(Entries taken from a collection)
────────

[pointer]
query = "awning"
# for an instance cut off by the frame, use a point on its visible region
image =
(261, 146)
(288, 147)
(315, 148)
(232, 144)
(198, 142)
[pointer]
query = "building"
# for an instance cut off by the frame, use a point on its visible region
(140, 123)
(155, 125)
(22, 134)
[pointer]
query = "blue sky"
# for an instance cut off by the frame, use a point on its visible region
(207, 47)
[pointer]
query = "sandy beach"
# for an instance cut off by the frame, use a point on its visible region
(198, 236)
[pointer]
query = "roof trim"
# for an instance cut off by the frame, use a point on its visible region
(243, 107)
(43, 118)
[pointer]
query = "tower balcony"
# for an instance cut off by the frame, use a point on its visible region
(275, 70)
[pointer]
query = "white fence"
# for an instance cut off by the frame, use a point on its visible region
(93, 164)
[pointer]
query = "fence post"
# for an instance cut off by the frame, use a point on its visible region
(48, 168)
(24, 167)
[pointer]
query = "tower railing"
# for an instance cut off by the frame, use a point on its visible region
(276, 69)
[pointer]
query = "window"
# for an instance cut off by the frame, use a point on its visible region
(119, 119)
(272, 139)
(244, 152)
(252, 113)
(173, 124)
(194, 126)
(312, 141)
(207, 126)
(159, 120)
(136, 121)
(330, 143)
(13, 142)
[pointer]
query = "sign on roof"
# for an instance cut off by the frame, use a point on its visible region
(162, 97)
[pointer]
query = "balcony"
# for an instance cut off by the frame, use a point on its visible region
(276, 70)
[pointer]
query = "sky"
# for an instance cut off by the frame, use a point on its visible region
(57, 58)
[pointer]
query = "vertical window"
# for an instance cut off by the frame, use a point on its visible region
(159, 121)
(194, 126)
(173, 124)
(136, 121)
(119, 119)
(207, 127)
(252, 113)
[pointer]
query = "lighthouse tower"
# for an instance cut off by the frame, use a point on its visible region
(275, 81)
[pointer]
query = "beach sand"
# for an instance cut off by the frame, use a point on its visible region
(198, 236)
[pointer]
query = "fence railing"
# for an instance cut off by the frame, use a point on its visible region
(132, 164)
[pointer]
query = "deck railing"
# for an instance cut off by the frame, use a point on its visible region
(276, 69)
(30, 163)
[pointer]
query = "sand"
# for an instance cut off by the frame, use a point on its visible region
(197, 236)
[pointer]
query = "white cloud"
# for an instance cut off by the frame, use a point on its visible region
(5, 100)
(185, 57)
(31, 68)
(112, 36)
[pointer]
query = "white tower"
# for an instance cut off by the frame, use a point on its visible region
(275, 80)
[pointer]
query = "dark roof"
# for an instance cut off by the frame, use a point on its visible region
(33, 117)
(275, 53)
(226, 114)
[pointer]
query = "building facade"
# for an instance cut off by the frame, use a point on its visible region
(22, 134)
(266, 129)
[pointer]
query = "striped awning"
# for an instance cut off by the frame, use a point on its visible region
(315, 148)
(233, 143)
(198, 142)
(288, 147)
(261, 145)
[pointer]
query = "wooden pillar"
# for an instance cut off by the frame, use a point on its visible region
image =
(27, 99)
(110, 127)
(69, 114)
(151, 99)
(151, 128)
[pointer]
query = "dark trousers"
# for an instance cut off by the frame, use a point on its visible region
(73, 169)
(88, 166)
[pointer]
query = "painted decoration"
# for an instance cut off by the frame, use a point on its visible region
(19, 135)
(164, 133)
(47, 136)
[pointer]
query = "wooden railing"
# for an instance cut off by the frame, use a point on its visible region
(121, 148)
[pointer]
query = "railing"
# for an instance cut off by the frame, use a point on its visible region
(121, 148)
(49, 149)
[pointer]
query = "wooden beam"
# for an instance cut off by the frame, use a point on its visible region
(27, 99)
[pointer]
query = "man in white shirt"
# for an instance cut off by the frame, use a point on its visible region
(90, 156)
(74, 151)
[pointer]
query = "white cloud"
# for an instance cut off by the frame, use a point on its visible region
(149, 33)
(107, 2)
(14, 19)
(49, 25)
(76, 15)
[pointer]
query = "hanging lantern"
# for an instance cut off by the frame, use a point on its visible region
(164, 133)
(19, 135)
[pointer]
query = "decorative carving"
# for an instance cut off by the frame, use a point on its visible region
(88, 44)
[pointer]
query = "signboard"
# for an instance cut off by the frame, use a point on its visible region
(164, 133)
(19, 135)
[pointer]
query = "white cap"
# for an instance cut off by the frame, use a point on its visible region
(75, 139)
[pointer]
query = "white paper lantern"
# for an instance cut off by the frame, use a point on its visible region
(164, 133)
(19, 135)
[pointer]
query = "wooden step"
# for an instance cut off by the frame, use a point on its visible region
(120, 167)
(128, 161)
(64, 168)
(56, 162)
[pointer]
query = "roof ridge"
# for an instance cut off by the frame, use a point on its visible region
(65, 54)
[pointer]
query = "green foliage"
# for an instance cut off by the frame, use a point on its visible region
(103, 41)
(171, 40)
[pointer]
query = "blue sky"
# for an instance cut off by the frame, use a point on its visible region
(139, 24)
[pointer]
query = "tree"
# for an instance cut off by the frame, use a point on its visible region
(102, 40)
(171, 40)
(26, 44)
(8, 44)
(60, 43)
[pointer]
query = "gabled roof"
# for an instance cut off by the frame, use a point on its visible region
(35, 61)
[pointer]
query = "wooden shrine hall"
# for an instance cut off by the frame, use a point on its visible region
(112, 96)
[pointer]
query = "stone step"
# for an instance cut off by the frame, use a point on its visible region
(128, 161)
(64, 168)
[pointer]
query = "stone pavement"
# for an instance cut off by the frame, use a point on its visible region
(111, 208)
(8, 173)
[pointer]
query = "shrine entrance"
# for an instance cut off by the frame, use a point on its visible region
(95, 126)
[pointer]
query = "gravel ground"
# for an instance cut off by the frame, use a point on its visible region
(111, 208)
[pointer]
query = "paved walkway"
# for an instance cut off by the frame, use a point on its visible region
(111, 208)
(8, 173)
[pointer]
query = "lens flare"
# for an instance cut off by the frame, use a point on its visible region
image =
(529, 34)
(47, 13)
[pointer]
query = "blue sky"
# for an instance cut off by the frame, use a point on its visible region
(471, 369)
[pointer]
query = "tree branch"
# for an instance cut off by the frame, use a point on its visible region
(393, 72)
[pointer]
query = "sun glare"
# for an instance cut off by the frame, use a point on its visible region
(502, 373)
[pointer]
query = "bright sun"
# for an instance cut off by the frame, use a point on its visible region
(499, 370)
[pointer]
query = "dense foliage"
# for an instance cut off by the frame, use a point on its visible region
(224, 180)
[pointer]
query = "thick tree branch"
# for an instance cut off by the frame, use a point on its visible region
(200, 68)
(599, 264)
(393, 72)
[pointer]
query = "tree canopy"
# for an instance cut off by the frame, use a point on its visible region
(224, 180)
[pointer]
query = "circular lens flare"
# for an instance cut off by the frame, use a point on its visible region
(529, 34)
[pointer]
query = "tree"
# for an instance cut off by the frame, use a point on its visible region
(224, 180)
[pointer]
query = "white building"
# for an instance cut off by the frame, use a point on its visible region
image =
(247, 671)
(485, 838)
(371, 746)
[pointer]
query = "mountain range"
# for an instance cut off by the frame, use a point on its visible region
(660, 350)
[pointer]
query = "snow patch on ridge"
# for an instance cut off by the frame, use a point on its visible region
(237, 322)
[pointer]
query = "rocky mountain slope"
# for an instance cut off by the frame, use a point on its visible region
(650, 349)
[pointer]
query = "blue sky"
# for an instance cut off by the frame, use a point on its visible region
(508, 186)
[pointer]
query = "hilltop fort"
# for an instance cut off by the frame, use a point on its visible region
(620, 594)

────────

#### Problem to work on
Pick out every line in the records that contains the word "flare" and copy each one.

#### Output for this exercise
query = "lens flare"
query = "circular lens flare"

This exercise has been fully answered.